Named-object pointing records
— start —

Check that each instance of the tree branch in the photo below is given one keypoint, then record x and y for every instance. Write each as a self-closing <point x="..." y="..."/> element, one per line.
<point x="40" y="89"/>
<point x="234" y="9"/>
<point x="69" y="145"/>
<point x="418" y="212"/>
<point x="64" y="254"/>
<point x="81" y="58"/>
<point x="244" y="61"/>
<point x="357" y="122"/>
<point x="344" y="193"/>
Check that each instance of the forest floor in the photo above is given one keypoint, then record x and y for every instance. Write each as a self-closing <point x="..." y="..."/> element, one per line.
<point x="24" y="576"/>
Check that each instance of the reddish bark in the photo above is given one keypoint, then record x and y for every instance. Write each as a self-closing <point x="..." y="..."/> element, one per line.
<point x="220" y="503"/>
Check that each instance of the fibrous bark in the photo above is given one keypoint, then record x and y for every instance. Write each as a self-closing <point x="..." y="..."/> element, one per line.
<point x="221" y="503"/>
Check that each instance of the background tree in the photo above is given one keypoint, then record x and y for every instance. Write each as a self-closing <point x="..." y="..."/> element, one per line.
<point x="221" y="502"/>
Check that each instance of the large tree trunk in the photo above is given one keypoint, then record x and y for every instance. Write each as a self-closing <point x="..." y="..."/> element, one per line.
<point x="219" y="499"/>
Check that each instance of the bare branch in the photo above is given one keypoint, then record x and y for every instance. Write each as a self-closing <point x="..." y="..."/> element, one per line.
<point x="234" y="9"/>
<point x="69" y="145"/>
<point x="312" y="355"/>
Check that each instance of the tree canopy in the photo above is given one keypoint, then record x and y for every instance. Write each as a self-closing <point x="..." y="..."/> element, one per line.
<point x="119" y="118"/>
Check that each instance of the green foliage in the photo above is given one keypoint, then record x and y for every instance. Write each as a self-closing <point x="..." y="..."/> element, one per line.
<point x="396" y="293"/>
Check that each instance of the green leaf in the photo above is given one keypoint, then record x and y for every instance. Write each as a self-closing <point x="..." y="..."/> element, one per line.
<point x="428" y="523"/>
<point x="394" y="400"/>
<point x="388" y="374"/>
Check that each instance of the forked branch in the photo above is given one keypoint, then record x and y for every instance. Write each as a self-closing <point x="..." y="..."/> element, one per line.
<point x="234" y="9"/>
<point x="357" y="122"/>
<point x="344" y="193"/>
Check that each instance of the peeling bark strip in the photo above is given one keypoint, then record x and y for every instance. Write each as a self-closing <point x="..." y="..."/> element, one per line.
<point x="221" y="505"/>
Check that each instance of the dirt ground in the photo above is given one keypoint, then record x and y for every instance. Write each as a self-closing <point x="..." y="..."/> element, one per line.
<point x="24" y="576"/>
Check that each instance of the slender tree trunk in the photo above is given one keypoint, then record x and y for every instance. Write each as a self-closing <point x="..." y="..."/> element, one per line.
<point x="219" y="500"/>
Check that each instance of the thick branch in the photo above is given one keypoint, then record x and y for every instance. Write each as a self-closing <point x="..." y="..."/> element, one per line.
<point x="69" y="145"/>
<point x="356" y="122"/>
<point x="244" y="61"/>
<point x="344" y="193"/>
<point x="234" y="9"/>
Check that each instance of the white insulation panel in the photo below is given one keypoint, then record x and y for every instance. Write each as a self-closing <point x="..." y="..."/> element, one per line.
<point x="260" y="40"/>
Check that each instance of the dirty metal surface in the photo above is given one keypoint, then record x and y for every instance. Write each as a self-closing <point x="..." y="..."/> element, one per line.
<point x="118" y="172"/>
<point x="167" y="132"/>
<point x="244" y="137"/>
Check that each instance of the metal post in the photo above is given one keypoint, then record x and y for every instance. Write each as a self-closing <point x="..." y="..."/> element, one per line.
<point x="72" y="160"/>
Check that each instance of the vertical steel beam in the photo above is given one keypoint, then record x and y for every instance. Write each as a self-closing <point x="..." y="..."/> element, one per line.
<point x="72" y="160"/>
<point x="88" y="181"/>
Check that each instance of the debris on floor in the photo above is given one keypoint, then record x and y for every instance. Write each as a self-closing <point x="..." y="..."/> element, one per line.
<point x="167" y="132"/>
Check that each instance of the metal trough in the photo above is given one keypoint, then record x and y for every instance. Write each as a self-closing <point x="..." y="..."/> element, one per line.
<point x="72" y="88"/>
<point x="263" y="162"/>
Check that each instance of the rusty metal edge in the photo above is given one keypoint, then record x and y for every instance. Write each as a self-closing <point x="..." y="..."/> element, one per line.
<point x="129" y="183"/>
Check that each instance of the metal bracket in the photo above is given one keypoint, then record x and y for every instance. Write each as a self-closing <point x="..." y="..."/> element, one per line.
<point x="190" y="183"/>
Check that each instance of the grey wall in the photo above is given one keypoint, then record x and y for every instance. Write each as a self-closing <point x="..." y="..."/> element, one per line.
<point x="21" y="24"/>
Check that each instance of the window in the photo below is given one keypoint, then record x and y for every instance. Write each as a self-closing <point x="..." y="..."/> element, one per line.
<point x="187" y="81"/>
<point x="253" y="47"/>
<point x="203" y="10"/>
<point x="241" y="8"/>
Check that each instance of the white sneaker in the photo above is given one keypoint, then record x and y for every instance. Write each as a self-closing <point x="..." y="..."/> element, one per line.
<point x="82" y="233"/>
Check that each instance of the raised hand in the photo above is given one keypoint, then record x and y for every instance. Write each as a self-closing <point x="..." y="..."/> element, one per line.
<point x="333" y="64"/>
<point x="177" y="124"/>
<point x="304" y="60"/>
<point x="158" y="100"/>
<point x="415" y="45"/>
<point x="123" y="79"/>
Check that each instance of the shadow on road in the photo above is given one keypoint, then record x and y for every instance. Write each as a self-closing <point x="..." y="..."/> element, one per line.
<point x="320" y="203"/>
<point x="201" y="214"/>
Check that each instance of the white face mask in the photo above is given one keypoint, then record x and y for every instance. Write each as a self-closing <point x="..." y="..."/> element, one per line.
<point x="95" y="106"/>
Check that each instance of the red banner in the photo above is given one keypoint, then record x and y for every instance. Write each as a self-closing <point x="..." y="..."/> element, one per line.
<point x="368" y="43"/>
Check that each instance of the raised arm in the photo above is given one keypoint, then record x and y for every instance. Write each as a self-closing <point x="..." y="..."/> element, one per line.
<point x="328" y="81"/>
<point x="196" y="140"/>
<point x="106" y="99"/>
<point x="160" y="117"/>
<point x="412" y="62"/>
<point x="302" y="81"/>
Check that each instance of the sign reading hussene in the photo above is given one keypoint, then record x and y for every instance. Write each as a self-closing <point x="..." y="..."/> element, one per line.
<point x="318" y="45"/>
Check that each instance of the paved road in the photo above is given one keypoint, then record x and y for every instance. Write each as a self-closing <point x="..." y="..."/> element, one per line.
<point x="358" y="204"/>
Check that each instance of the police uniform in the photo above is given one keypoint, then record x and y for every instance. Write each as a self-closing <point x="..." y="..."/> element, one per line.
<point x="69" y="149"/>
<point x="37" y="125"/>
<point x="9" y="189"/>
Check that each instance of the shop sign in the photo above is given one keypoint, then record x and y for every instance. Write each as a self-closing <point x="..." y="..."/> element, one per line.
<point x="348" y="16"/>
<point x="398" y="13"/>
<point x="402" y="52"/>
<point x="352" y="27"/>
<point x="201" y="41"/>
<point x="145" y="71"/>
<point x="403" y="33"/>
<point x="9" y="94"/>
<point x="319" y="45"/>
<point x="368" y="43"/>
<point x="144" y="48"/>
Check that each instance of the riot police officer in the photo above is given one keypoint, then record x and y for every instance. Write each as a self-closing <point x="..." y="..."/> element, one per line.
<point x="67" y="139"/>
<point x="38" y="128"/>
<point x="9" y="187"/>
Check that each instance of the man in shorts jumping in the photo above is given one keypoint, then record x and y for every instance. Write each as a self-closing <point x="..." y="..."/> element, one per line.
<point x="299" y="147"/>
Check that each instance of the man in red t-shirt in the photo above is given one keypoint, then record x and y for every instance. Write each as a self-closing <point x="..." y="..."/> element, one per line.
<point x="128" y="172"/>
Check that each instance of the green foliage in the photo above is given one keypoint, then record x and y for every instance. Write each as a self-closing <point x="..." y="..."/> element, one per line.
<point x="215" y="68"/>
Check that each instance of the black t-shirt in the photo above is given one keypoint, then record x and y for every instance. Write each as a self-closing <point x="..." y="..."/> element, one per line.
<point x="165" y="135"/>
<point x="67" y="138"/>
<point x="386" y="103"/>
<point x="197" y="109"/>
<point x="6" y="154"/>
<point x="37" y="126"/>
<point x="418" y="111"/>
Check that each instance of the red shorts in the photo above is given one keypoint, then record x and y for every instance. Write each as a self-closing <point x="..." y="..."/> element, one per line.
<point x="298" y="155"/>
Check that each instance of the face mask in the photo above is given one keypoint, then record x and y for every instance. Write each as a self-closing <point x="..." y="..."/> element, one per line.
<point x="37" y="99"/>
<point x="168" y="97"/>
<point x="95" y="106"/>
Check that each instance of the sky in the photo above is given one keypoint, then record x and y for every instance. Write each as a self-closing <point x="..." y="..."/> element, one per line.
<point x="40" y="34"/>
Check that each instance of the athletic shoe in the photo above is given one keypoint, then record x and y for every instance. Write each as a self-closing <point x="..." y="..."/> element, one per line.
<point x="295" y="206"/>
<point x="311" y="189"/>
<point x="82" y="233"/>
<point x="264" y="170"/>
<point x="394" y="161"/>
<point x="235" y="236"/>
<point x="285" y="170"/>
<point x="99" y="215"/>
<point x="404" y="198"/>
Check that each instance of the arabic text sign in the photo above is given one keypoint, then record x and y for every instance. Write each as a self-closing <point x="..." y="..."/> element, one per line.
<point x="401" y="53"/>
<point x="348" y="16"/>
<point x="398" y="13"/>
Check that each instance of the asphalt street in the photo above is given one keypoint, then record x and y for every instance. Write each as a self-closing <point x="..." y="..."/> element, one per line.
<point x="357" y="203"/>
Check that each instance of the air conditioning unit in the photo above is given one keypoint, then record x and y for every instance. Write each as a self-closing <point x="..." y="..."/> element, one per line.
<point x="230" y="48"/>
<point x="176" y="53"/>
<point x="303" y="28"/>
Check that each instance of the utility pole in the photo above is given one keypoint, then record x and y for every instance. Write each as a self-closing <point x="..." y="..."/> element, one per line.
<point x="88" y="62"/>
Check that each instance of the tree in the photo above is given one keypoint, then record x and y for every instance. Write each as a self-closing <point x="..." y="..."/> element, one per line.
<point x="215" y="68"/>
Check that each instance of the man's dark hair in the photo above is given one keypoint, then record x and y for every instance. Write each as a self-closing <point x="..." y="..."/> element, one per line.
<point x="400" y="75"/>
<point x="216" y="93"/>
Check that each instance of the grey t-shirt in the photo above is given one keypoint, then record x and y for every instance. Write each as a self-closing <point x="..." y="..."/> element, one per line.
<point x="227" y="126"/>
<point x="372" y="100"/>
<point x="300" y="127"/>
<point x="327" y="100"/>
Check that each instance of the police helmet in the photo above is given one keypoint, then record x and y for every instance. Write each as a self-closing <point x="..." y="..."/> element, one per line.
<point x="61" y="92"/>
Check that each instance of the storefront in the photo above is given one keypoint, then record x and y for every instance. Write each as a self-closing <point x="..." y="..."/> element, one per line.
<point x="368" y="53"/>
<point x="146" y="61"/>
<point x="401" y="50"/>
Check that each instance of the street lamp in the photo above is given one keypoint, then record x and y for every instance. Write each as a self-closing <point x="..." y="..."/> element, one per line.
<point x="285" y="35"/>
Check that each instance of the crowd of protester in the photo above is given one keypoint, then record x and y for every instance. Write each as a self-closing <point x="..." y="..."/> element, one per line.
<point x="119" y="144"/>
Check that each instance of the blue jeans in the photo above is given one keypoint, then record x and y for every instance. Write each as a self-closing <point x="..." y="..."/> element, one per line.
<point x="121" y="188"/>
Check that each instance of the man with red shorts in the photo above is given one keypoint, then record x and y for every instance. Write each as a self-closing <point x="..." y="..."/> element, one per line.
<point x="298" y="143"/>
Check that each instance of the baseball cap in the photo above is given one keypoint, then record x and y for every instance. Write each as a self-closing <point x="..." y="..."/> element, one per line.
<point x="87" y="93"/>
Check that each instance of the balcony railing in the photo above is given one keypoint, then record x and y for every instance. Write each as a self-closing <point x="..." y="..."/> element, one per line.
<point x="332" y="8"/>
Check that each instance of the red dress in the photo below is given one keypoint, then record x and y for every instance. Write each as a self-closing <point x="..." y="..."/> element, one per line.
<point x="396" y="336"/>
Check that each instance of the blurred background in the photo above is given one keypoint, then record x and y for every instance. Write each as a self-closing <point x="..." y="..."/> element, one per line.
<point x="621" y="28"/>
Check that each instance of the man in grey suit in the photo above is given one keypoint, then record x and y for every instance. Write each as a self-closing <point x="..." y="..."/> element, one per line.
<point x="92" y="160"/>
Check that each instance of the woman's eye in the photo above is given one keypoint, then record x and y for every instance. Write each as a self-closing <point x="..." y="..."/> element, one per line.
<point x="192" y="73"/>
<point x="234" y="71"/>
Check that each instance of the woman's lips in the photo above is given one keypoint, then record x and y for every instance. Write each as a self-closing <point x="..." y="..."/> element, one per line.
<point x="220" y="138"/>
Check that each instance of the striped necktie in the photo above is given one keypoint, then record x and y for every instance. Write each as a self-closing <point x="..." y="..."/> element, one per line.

— end —

AIM
Extract every line from the one containing "Check that each instance of the woman's lips" through the last line of the data, inclusive, exactly as written.

ANSWER TO THIS PROBLEM
Check that each instance of the woman's lips in the photo above is given one keypoint, then record x and y for every instance. Write each as a self-closing <point x="..." y="..."/> element, one per line.
<point x="220" y="138"/>
Check that each instance of the striped necktie in the photo above is given one keypoint, then record x and y for every instance. Write each as a self-closing <point x="..." y="..."/> element, one per line.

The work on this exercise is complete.